= Required work =
Switch every occurrence of "report" in the listing below to "return". Then reproduce all of its lines with nothing else changed.

========

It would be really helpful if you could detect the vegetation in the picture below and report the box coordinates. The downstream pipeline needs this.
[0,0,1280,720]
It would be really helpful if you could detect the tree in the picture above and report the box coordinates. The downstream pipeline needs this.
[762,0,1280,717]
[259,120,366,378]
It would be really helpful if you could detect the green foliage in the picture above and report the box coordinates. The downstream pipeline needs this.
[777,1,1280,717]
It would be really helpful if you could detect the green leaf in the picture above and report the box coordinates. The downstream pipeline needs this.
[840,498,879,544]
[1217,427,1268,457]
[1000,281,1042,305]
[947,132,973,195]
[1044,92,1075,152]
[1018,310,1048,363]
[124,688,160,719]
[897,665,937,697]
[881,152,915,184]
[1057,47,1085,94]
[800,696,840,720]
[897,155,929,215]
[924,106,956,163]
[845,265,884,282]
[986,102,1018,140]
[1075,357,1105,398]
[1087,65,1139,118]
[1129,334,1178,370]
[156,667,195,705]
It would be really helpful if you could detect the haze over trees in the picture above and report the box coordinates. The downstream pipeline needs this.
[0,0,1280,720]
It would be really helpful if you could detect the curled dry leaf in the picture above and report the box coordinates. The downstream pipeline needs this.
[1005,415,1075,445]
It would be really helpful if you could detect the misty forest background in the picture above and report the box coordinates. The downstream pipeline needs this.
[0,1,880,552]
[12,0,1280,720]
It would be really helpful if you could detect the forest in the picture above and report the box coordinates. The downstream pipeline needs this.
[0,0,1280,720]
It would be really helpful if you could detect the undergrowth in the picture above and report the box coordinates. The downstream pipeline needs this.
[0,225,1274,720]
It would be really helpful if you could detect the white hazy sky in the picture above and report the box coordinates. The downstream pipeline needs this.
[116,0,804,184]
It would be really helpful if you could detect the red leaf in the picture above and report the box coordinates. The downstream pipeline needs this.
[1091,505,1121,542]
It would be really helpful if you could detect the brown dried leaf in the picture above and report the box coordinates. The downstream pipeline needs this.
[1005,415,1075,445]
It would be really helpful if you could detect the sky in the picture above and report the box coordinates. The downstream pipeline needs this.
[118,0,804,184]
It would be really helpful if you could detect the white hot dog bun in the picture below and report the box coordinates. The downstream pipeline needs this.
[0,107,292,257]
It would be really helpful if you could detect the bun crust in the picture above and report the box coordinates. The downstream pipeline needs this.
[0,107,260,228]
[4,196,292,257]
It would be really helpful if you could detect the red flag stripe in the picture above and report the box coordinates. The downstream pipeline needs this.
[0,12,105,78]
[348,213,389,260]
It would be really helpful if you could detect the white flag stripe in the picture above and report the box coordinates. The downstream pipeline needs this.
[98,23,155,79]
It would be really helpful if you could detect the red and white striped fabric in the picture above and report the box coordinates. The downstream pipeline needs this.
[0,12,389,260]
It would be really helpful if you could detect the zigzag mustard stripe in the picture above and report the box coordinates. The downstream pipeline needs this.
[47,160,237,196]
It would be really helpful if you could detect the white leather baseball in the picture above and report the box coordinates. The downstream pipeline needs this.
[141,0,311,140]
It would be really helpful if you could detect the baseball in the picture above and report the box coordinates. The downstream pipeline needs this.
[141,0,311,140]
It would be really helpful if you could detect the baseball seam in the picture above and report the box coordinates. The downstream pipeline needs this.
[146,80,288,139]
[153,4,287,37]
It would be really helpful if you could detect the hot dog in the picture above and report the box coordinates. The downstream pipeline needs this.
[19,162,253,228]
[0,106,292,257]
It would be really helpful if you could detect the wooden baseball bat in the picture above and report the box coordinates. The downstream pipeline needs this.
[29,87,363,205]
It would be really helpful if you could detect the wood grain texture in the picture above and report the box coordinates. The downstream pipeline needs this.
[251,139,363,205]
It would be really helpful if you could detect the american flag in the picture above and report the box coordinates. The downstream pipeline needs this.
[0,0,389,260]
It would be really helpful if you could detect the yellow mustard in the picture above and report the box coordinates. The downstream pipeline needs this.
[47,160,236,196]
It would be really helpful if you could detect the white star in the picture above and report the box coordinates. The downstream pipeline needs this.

========

= Task answer =
It would be really helpful if you could detect the vegetation in the picture below and return the box coordinates. The downstream pipeline needs this.
[0,0,1280,720]
It would be really helpful if you could detect the tree in the picture above and return the box coordinates. The downstream pipeline needs this.
[762,0,1280,717]
[259,120,366,378]
It would be really helpful if you could detect the green foliage in the picture above and return the box coordinates. The downstream pipeline needs this.
[777,1,1280,717]
It would be really helpful if you could detect the green leaf in the picture above and return the box coordinates. The downstream pipeline needs this.
[840,498,879,544]
[1217,427,1268,457]
[1000,281,1042,305]
[947,132,973,195]
[1044,92,1075,152]
[1018,310,1048,363]
[124,688,160,719]
[897,665,937,697]
[881,152,915,184]
[1057,47,1085,94]
[800,696,840,720]
[897,155,929,215]
[924,106,956,163]
[845,265,884,282]
[986,102,1018,140]
[1075,357,1105,398]
[1087,65,1139,118]
[1129,334,1178,370]
[156,667,195,705]
It would be really helpful if you could detect the haze over trees in the picture above and return the box coordinates. The downstream pipeline needs this.
[0,0,1280,720]
It would be really helpful if you could detect the curled dry leaf in the picture above and return the box coordinates. The downstream pipeline needs this.
[1005,415,1075,445]
It would be really helpful if you could detect the misty forest background in the picture above and return the box coordinates. The downstream pipeline needs this.
[0,1,880,552]
[12,0,1280,720]
It would be really helpful if you could detect the forest in the picture above and return the box coordinates. The downstream pipeline needs this.
[0,0,1280,720]
It would be really helpful if you could detect the undergrowth in the picture above and return the box coordinates. The downstream pipeline needs this.
[0,225,1274,720]
It would be really helpful if you could detect the white hazy sky in the picture above and return the box coordinates. The downstream pipeline needs this.
[116,0,804,184]
It would be really helpful if you could detect the red leaf in the picture above and return the box coordinates. The downstream pipeline needs this.
[1091,505,1121,542]
It would be really helpful if you could detect the brown dried leaf in the picture above and return the box coordinates. The downstream pipeline needs this.
[1005,415,1075,445]
It would be really helpful if you could detect the sky in the picture above and return the box coordinates. The downstream pipeline needs this.
[118,0,804,184]
It would be really helpful if you could detect the white hot dog bun in the picture below and return the box coordinates. The downstream pipeline needs this.
[0,107,292,257]
It would be really helpful if you could detect the bun crust in the picture above and return the box coordinates. The downstream pipeline needs this.
[0,107,260,228]
[4,196,292,257]
It would be really helpful if you could detect the red flag stripe in the picture above and return the box coordinates. The downstream pipeline needs this.
[0,12,105,78]
[348,213,389,260]
It would be really helpful if you could detect the white flag stripe in the picture above and return the box coordinates. The downstream pipeline needs this.
[98,23,155,79]
It would be really helpful if you could detect the red and white striped fabric in the picture above and return the box coordinates. The downstream pipeline needs this.
[0,12,389,260]
It would be really helpful if you could detect the zigzag mustard stripe in the picture above and return the box coordinates. The downstream pipeline needs this.
[47,160,237,196]
It would be really helpful if you could detect the white leather baseball in the picture above and return the box coordinates. The downstream pipeline needs this.
[141,0,311,140]
It would be really helpful if you could detect the baseball in the picture above and return the box coordinates. The downstream pipeline needs this.
[141,0,311,140]
It would be really helpful if you could detect the baseball seam in the picture above and return the box coordinates. The downstream pipeline needs this.
[146,80,288,139]
[153,4,287,37]
It would be really helpful if you could detect the hot dog in the picture above and return the box coordinates. The downstream pipeline needs this.
[19,162,253,228]
[0,106,292,257]
It would be really helpful if you could detect the wooden baseball bat in the picture above and return the box coordinates. The downstream pipeline needs this.
[29,87,363,205]
It would be really helpful if you could detect the wood grain texture in the picture above and return the box coordinates. The downstream pipeline needs this.
[251,139,363,205]
It would be really helpful if you could detect the american flag in the picture above and return the box coordinates. The downstream pipeline needs this.
[0,0,389,260]
It would be really helpful if you could detect the yellow mustard in the picture above and return the box coordinates. The downstream pipeline needs this.
[47,160,236,196]
It would be really helpful if you could detect the white star in the picture above and return the box coordinates. The downstream pipeline needs this.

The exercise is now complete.